→ **AIM**
In the records below, locate the line containing "Can you find the grassy"; output that line and every following line through the last, exactly.

[Collected data]
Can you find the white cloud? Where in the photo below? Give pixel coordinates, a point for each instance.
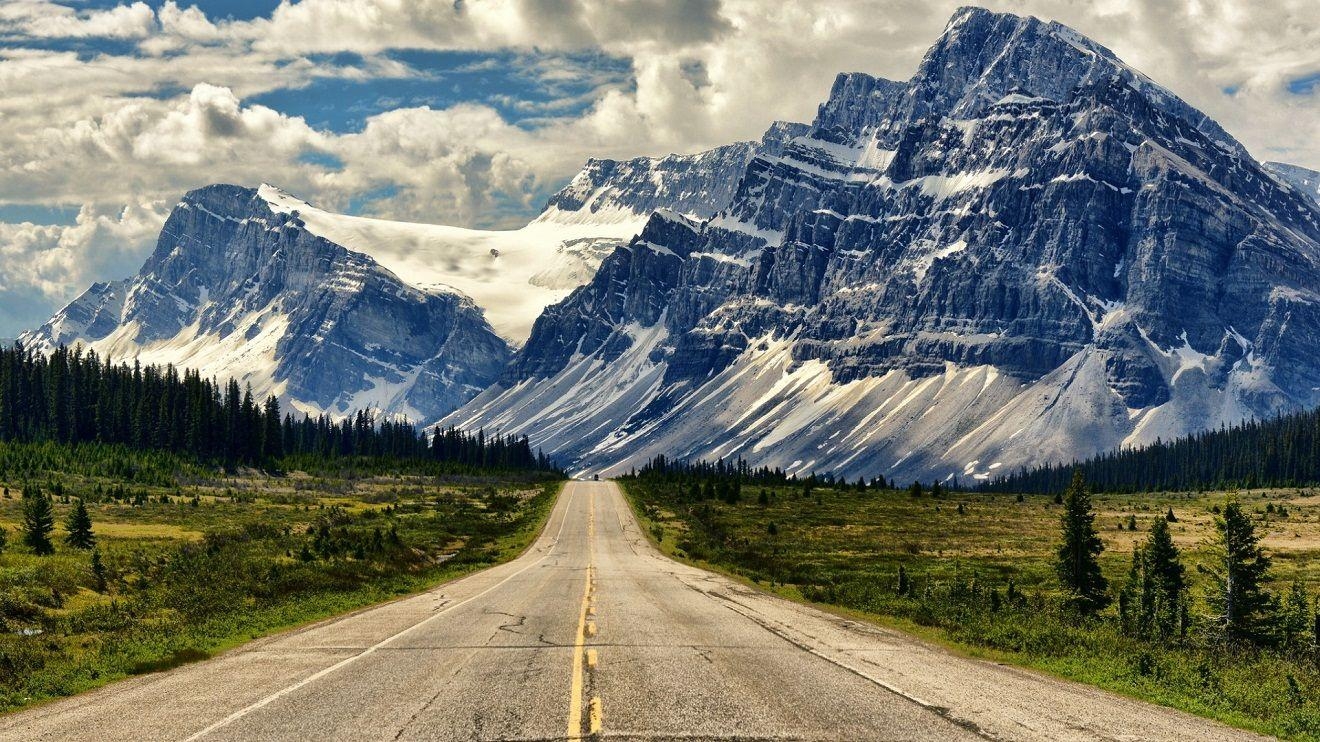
(49, 20)
(44, 266)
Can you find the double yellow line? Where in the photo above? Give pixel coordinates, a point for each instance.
(585, 659)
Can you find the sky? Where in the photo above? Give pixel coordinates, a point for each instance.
(473, 111)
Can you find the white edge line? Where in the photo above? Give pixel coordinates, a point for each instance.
(372, 648)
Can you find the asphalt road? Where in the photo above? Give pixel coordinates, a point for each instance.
(593, 633)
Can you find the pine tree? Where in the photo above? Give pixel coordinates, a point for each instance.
(1153, 601)
(79, 528)
(1168, 581)
(98, 571)
(1295, 615)
(1244, 607)
(1077, 567)
(38, 520)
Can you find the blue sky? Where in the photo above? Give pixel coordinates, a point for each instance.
(473, 112)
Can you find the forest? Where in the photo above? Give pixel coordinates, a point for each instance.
(74, 396)
(1281, 452)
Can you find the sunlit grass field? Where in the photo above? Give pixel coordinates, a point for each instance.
(211, 560)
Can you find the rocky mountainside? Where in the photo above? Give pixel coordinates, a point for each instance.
(337, 313)
(1026, 252)
(238, 289)
(1302, 178)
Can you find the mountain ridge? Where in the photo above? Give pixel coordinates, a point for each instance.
(1026, 252)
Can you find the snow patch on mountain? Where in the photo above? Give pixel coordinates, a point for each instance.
(511, 275)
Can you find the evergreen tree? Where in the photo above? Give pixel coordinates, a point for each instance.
(38, 520)
(1077, 565)
(1238, 574)
(98, 571)
(1167, 581)
(1295, 617)
(1153, 601)
(79, 527)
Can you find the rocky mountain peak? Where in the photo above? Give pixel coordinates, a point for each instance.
(1026, 252)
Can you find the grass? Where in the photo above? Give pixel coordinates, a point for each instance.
(842, 548)
(205, 561)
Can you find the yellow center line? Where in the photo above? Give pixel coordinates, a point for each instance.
(585, 629)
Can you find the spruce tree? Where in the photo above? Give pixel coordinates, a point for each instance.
(1167, 581)
(1295, 615)
(1240, 571)
(1077, 567)
(38, 520)
(79, 528)
(98, 571)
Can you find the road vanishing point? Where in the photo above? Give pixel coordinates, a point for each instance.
(592, 634)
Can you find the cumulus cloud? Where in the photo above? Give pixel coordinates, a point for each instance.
(42, 266)
(49, 20)
(107, 128)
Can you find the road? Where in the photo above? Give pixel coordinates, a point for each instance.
(590, 634)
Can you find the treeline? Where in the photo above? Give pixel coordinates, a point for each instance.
(73, 396)
(1282, 452)
(724, 479)
(669, 470)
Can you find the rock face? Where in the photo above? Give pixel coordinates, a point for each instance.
(338, 313)
(1027, 252)
(1302, 178)
(238, 289)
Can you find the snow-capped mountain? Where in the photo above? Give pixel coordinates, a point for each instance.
(1302, 178)
(1026, 252)
(337, 313)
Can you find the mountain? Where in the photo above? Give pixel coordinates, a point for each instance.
(1027, 252)
(1302, 178)
(335, 313)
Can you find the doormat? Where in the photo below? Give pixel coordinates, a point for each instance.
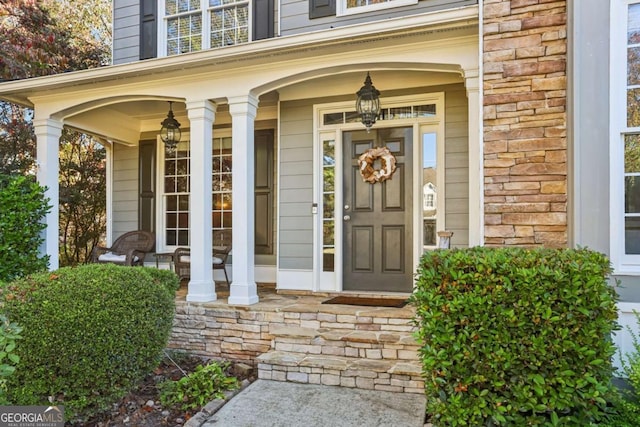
(371, 302)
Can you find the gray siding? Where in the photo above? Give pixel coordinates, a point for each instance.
(296, 174)
(125, 189)
(456, 148)
(295, 15)
(296, 185)
(126, 31)
(589, 133)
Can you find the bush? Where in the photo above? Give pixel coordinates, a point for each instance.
(626, 401)
(9, 334)
(514, 337)
(199, 387)
(22, 209)
(90, 333)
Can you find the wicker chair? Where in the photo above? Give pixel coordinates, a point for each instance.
(182, 261)
(128, 249)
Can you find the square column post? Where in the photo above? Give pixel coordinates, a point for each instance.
(201, 117)
(476, 180)
(48, 132)
(243, 113)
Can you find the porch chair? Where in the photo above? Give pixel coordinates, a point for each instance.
(182, 261)
(128, 249)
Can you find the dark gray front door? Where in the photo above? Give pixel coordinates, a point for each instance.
(377, 218)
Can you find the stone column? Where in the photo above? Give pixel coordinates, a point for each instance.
(525, 122)
(48, 132)
(243, 113)
(201, 117)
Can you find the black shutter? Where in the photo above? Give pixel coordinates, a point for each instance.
(262, 19)
(264, 191)
(146, 185)
(148, 29)
(321, 8)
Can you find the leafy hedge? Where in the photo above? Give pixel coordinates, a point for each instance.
(514, 337)
(89, 333)
(22, 209)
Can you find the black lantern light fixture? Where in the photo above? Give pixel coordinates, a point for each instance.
(170, 132)
(368, 103)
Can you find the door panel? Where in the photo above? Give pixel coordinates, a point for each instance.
(377, 218)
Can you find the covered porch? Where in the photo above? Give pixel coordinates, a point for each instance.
(288, 223)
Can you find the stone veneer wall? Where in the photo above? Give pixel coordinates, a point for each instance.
(525, 122)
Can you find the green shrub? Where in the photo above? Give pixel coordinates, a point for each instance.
(22, 209)
(199, 387)
(9, 335)
(626, 402)
(90, 333)
(515, 337)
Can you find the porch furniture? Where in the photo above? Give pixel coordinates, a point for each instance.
(128, 249)
(164, 256)
(445, 239)
(182, 261)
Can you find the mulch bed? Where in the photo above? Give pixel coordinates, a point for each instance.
(141, 407)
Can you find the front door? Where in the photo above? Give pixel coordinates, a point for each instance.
(377, 217)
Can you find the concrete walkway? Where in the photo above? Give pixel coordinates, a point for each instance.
(267, 403)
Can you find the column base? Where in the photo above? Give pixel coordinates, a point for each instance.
(243, 294)
(201, 291)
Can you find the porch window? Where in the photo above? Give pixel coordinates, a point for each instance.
(349, 7)
(193, 25)
(429, 186)
(176, 196)
(177, 189)
(328, 203)
(625, 158)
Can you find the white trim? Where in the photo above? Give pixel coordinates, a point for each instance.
(18, 91)
(108, 148)
(622, 263)
(299, 280)
(342, 9)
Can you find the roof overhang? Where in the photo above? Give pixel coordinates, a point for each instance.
(431, 25)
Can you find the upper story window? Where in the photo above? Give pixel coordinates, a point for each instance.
(193, 25)
(349, 7)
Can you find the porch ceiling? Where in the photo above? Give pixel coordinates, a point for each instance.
(459, 22)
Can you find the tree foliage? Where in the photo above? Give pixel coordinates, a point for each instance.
(39, 38)
(22, 207)
(33, 43)
(82, 196)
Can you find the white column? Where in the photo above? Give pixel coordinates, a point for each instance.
(476, 186)
(243, 288)
(201, 117)
(48, 132)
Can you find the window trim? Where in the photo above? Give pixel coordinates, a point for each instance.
(205, 11)
(622, 262)
(343, 10)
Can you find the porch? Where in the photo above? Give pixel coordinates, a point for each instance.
(295, 337)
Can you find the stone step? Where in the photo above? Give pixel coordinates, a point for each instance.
(374, 345)
(397, 376)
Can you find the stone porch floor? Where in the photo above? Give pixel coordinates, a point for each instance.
(294, 337)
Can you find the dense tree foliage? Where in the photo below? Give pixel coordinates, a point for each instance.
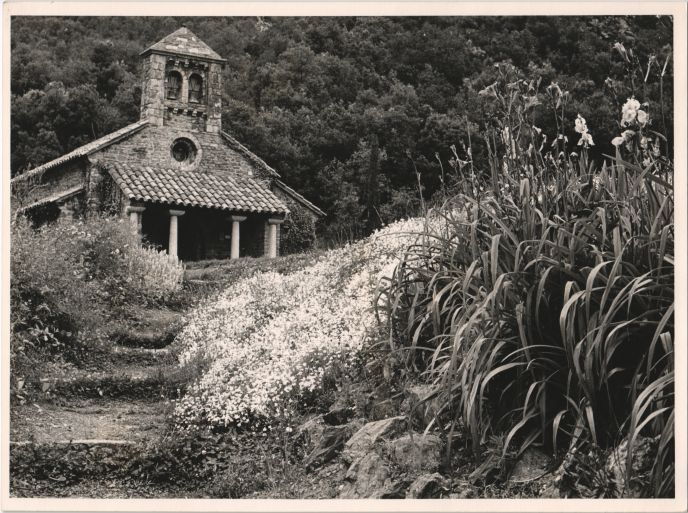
(354, 112)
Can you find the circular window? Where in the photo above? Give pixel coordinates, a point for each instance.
(183, 150)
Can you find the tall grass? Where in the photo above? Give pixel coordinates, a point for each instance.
(545, 315)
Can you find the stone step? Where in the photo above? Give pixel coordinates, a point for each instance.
(88, 420)
(144, 382)
(78, 442)
(145, 339)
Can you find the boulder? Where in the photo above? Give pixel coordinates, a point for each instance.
(330, 443)
(415, 452)
(368, 477)
(427, 486)
(365, 439)
(533, 464)
(338, 415)
(380, 410)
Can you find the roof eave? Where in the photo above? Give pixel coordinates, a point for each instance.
(299, 198)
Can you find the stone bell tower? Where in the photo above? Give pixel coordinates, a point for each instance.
(182, 83)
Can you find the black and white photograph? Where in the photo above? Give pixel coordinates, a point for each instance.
(359, 256)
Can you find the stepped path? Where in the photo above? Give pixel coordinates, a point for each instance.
(118, 400)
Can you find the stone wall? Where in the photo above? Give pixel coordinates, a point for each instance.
(204, 115)
(152, 147)
(153, 88)
(51, 183)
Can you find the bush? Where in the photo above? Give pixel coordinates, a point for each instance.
(68, 279)
(545, 316)
(153, 273)
(298, 231)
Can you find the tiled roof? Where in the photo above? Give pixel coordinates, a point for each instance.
(184, 42)
(291, 192)
(84, 150)
(195, 188)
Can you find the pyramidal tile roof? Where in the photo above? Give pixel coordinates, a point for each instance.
(195, 188)
(184, 42)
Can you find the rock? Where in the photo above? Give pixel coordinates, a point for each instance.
(367, 477)
(364, 440)
(379, 410)
(533, 464)
(467, 493)
(331, 442)
(415, 452)
(339, 415)
(642, 460)
(311, 432)
(426, 486)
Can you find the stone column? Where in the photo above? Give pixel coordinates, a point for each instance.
(172, 246)
(235, 235)
(272, 237)
(136, 218)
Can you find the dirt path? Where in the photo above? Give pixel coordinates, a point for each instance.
(113, 408)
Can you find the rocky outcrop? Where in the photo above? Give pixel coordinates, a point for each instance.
(427, 486)
(365, 439)
(416, 452)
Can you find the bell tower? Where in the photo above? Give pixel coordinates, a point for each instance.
(182, 83)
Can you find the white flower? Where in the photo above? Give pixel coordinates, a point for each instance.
(643, 117)
(629, 111)
(627, 135)
(586, 140)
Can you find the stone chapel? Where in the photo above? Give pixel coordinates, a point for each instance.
(186, 185)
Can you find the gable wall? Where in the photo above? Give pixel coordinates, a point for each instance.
(152, 147)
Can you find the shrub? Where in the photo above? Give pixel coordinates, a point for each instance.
(153, 273)
(298, 231)
(271, 338)
(546, 314)
(68, 279)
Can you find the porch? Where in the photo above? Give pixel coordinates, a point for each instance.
(198, 233)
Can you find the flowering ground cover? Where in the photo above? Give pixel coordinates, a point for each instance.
(266, 342)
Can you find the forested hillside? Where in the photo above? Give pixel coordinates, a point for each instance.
(353, 112)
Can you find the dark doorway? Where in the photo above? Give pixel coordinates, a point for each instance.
(191, 238)
(155, 226)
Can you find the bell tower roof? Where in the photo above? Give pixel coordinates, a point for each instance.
(186, 43)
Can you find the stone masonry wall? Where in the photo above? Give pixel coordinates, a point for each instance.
(152, 147)
(51, 183)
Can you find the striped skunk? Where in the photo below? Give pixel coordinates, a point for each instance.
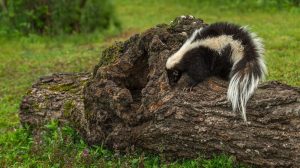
(225, 50)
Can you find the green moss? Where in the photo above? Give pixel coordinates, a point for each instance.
(63, 87)
(68, 107)
(110, 55)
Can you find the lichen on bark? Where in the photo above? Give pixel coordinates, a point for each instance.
(128, 102)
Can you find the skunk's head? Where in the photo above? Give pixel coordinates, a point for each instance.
(173, 76)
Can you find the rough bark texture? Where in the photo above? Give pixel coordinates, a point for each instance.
(128, 102)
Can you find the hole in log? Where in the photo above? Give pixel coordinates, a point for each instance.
(138, 79)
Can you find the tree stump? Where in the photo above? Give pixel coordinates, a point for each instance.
(127, 102)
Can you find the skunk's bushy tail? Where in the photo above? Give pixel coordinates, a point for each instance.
(245, 76)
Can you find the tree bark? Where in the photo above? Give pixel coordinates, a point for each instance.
(127, 103)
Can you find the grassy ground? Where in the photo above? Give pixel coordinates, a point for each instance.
(24, 59)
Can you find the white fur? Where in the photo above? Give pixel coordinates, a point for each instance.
(216, 43)
(238, 92)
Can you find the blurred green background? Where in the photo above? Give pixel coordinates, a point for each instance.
(38, 38)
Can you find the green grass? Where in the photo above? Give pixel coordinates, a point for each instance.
(24, 59)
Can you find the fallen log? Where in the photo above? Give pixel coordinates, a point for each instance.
(127, 103)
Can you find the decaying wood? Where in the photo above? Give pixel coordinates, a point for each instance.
(128, 102)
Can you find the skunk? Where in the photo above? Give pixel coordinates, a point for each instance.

→ **SOLUTION TO THIS TASK**
Can you find the grassy ground? Where in the photo above? Give pixel coordinates, a point for each instance.
(24, 59)
Can you find the white fur? Where in the photo above? Give pixel coordinates, a point for each instance.
(216, 43)
(238, 92)
Can you find the blurred green background? Where in the photo above? Give pixel coordinates, a point for each instance.
(38, 38)
Can you find the green grass? Where in the photo above? Give pixel coordinates, a point for each instance.
(24, 59)
Can you find the fallen log? Where in the photo above? Give pixel coordinates, a point for each instance.
(127, 103)
Can you find the decaying wood? Where in the photo above? Give pixel coordinates, a point for each instance.
(128, 102)
Can you find the skunk? Where in the photo above? Give pixel coordinates, a point for each instance.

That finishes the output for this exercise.